(Daftar data)
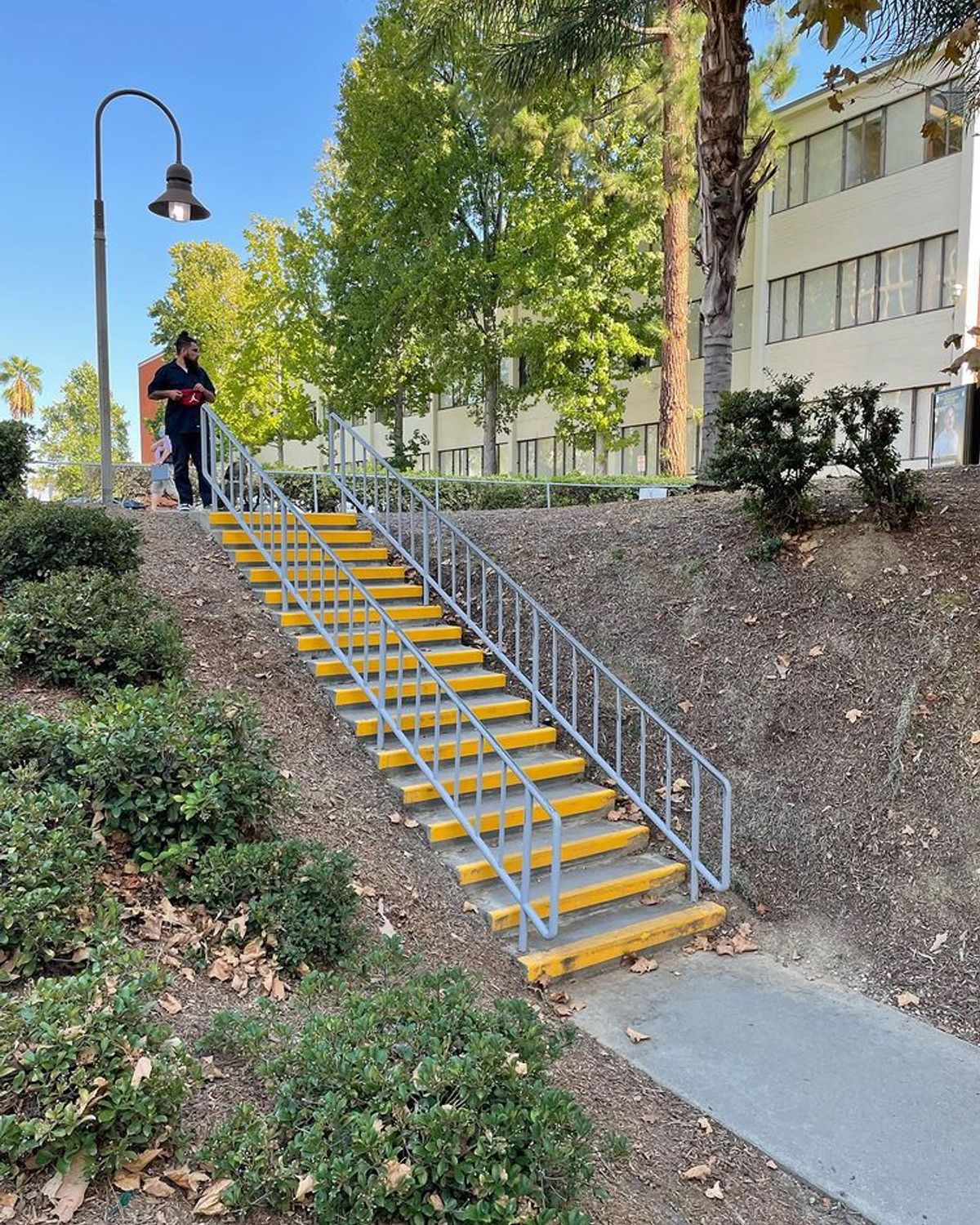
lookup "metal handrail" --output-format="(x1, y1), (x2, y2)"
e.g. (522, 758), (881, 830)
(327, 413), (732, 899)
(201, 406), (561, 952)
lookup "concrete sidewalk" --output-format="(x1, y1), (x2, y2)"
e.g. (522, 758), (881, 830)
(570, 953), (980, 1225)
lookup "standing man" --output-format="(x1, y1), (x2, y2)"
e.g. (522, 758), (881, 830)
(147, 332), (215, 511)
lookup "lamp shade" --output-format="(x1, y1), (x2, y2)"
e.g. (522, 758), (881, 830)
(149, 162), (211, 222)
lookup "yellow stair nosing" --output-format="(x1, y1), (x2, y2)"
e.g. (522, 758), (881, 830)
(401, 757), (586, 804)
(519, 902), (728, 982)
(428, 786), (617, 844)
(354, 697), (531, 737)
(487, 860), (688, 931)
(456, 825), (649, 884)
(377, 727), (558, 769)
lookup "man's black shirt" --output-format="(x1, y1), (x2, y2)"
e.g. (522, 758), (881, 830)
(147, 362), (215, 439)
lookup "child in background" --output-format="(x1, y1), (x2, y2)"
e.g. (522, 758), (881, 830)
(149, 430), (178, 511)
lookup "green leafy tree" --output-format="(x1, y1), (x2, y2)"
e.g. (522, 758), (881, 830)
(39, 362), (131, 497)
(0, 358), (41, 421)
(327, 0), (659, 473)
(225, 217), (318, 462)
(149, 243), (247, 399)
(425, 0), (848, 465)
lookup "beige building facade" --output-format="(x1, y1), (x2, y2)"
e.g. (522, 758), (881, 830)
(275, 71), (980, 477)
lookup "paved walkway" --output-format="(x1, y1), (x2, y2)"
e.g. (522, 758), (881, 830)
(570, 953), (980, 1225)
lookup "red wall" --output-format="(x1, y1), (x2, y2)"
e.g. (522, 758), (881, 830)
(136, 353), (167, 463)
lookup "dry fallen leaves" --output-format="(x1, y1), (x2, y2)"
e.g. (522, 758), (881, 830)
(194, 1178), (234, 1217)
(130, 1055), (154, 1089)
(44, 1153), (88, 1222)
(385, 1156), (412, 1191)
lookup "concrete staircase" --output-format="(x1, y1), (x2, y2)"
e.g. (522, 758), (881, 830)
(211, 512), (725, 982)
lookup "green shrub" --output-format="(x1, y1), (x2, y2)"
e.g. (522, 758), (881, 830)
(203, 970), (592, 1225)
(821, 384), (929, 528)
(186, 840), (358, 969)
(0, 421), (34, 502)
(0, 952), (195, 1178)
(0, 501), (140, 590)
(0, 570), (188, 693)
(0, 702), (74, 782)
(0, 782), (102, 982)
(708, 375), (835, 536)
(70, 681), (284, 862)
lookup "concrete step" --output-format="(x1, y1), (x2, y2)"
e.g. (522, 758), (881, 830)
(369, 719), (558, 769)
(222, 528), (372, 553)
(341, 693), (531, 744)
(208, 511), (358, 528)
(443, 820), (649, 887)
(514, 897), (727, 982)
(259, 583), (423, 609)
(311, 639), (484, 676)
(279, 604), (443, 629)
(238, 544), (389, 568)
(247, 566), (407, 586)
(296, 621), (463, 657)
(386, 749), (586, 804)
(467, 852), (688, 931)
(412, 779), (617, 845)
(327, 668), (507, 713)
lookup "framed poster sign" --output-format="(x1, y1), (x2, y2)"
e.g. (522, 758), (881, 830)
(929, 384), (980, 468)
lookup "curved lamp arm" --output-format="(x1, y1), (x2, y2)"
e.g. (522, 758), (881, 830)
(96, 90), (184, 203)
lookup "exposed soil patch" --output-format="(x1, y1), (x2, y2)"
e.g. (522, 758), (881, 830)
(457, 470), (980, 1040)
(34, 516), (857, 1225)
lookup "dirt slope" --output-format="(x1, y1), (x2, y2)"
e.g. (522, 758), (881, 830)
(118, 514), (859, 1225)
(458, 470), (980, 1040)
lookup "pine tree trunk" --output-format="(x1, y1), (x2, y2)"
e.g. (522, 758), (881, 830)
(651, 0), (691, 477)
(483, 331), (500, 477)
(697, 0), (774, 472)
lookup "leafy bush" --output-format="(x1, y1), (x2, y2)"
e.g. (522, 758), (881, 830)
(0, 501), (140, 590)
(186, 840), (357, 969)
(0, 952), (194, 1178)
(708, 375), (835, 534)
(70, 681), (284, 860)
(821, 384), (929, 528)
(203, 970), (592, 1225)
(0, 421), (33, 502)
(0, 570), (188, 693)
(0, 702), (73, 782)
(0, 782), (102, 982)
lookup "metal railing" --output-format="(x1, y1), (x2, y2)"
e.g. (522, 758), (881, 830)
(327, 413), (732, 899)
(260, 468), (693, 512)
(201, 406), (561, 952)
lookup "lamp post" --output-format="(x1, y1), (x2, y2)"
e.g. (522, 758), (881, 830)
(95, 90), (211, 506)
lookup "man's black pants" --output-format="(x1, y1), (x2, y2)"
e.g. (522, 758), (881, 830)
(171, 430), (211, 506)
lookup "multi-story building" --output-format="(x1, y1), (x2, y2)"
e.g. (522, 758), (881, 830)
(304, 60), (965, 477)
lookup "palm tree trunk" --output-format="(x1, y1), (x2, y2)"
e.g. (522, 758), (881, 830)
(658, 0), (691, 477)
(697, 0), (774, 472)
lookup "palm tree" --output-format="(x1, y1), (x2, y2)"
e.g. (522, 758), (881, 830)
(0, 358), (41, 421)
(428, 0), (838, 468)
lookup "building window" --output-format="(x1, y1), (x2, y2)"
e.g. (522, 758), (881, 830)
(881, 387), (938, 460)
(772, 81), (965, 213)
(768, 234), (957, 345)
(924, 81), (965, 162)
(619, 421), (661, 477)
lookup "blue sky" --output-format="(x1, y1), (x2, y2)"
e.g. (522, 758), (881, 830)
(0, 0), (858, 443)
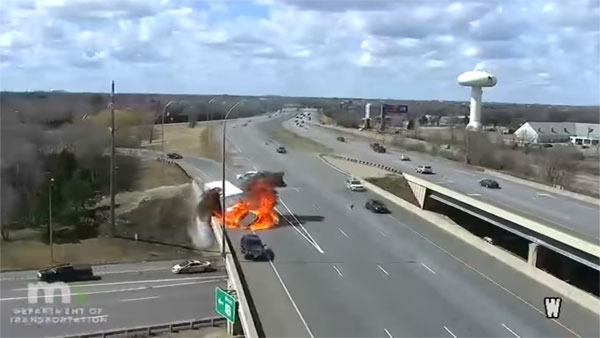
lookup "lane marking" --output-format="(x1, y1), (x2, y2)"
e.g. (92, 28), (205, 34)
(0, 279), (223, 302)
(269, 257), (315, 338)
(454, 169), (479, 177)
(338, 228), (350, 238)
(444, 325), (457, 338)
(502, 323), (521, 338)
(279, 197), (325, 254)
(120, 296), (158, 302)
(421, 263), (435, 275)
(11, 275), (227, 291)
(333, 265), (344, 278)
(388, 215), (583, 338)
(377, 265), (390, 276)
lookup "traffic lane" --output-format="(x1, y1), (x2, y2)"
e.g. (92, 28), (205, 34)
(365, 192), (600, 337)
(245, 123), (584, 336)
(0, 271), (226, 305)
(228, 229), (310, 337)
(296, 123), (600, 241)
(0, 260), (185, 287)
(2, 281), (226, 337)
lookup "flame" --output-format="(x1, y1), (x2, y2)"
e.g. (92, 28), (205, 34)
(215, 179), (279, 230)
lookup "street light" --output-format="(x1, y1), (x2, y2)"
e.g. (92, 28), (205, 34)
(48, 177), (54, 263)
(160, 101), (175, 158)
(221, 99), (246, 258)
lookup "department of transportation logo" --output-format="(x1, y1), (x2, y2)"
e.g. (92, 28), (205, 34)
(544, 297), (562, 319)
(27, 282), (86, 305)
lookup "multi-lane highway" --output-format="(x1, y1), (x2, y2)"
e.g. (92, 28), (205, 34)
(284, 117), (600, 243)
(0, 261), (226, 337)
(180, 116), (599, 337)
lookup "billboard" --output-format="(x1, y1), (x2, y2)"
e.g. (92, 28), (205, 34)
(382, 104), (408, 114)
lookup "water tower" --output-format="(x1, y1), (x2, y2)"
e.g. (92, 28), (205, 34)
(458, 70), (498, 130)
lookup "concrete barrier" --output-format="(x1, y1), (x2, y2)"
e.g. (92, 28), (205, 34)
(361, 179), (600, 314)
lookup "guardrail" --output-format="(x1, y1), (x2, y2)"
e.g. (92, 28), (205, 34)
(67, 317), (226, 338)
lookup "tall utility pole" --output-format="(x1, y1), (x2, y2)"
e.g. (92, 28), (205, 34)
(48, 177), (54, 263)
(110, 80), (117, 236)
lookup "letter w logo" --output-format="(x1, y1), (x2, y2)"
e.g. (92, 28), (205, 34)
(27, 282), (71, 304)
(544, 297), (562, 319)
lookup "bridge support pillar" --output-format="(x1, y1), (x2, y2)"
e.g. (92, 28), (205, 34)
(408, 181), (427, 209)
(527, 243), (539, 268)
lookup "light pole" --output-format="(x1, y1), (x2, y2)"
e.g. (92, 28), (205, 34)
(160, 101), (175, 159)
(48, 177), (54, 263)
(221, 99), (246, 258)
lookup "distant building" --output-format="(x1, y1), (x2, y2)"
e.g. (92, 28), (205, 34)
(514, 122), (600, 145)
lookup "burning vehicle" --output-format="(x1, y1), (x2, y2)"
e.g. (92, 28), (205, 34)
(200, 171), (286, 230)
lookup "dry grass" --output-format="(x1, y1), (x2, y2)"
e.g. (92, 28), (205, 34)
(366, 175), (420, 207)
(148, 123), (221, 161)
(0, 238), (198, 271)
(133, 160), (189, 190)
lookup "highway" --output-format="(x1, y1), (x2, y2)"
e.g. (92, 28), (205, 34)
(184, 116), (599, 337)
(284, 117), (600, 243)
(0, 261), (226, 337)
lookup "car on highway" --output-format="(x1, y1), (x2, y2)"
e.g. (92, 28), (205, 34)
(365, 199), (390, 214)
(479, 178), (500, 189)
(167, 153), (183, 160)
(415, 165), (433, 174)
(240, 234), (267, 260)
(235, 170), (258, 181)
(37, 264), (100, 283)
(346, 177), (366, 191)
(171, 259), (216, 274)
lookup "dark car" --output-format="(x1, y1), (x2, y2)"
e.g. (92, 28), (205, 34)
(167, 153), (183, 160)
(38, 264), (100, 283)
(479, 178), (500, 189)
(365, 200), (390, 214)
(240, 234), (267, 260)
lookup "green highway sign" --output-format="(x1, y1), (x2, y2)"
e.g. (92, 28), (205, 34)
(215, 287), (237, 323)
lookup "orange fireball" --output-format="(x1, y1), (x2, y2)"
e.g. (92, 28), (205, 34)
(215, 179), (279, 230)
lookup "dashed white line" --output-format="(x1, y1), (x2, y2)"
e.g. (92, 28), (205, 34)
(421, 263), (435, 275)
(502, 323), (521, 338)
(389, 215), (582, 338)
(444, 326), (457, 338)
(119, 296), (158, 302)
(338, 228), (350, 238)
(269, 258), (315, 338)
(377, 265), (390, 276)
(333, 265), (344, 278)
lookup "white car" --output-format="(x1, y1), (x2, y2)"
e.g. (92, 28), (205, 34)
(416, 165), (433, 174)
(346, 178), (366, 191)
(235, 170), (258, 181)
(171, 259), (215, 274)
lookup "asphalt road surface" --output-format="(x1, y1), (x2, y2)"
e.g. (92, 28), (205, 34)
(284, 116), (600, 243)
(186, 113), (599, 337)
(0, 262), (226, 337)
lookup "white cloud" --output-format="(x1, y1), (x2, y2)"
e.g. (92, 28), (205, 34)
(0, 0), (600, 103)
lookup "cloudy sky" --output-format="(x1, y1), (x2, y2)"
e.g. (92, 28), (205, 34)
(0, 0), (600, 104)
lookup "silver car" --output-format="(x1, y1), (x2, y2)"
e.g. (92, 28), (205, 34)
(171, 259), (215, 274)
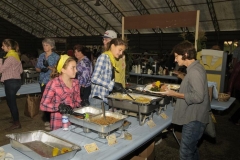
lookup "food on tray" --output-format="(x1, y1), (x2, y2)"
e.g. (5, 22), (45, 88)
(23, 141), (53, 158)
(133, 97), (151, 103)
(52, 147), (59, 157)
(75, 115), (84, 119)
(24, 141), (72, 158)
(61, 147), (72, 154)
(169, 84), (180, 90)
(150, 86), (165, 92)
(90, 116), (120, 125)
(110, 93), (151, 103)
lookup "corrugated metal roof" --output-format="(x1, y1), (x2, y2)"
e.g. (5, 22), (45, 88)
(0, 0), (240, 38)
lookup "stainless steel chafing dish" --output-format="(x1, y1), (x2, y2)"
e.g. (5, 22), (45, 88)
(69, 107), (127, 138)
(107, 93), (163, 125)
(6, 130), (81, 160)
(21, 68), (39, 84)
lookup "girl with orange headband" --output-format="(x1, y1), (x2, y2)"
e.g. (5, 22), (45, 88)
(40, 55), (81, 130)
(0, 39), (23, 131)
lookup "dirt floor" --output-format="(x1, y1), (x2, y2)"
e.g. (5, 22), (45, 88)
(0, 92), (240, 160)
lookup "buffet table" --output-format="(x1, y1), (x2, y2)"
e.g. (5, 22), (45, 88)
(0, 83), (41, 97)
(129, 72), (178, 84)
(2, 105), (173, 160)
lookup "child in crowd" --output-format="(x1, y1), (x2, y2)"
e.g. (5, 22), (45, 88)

# Tugas kamu
Tukar "lookup" dengan "search" di baris-baris mulai dari awal data sampai baris yang memuat "(136, 353), (167, 463)", lalu tulis ulang baris-baris itu tanpa mengubah apa pun selain itu. Gambarnya tidak usah ikut dituliskan.

# Hasil yang diharapkan
search "metal handrail" --output-format="(x1, y1), (x2, y2)"
e.g. (522, 758), (881, 830)
(327, 413), (732, 899)
(201, 406), (561, 952)
search "concrete sidewalk" --output-format="(x1, y1), (x2, y2)"
e.g. (522, 758), (881, 830)
(570, 953), (980, 1225)
search "standing man" --output-format="(x1, y1), (x2, y2)"
e.g. (522, 758), (881, 830)
(147, 332), (215, 511)
search "lamp shade" --output-format="(x1, y1), (x2, y2)"
e.g. (522, 758), (881, 830)
(149, 162), (211, 222)
search "yellow stair nosing" --output-format="(x1, y1), (x2, y2)"
e.g. (522, 758), (881, 830)
(401, 757), (586, 804)
(519, 902), (728, 982)
(428, 786), (617, 844)
(354, 697), (531, 737)
(487, 860), (688, 931)
(456, 825), (649, 884)
(377, 727), (558, 769)
search "man's black shirt" --output-format="(x1, y1), (x2, y2)"
e.g. (522, 758), (881, 830)
(147, 362), (215, 439)
search "child in background" --output-format="(x1, y1), (x2, y2)"
e.g. (522, 758), (881, 830)
(149, 430), (178, 511)
search "green leafy tree" --output-format="(x1, y1), (x2, y2)"
e.g. (522, 758), (881, 830)
(39, 362), (131, 497)
(0, 358), (41, 421)
(327, 0), (659, 473)
(225, 217), (318, 462)
(149, 243), (247, 399)
(425, 0), (848, 465)
search "beige building facade" --output-format="(x1, y1), (x2, y2)"
e.g. (522, 758), (881, 830)
(275, 71), (980, 477)
search "paved walkway" --output-format="(x1, y1), (x2, y2)"
e.g. (522, 758), (881, 830)
(570, 953), (980, 1225)
search "red wall" --output-format="(x1, y1), (x2, y2)"
e.g. (522, 758), (881, 830)
(136, 353), (167, 463)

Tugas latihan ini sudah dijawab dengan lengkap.